Count the lines in the entries below that contain the string "arched", with case significant. Reply with the number alone.
▼
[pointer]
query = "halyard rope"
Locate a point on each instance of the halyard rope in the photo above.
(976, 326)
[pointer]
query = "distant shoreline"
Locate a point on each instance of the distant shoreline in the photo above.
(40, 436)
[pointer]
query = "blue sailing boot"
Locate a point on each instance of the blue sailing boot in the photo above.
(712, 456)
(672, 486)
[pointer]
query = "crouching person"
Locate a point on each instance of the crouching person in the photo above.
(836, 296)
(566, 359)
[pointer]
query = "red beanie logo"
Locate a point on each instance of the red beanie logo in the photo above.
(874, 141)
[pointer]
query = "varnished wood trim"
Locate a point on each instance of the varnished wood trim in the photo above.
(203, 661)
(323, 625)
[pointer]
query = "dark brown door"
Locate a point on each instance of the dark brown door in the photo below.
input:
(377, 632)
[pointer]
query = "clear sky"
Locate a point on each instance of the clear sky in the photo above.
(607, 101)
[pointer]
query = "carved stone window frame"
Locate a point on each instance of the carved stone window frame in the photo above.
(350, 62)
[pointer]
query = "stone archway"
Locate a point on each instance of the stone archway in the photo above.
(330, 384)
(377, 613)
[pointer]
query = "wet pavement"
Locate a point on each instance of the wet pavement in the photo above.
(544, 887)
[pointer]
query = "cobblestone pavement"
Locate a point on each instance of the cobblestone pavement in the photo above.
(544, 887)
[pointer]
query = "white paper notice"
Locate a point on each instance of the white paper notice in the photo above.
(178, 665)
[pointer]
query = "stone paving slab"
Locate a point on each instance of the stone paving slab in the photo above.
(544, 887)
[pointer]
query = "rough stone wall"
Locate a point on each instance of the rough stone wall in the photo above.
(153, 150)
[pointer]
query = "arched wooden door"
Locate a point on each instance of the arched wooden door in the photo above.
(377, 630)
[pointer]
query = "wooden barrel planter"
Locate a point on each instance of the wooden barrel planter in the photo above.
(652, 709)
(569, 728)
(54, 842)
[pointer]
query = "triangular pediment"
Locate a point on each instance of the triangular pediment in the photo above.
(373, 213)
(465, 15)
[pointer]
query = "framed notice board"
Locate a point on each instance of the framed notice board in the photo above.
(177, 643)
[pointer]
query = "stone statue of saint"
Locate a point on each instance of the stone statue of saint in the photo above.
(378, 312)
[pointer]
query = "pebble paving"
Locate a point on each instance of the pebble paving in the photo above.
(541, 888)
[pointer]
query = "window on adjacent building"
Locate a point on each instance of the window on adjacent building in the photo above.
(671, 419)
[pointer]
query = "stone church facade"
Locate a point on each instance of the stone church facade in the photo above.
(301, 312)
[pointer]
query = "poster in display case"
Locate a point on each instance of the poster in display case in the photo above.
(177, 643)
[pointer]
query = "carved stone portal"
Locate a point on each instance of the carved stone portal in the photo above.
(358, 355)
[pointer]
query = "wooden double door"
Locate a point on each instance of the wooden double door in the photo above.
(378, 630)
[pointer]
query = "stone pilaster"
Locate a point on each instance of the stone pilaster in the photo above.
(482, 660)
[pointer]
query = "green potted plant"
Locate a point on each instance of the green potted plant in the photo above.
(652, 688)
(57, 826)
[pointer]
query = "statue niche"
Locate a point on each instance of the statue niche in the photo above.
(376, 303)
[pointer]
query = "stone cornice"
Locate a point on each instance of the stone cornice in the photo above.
▲
--- Finished answer ---
2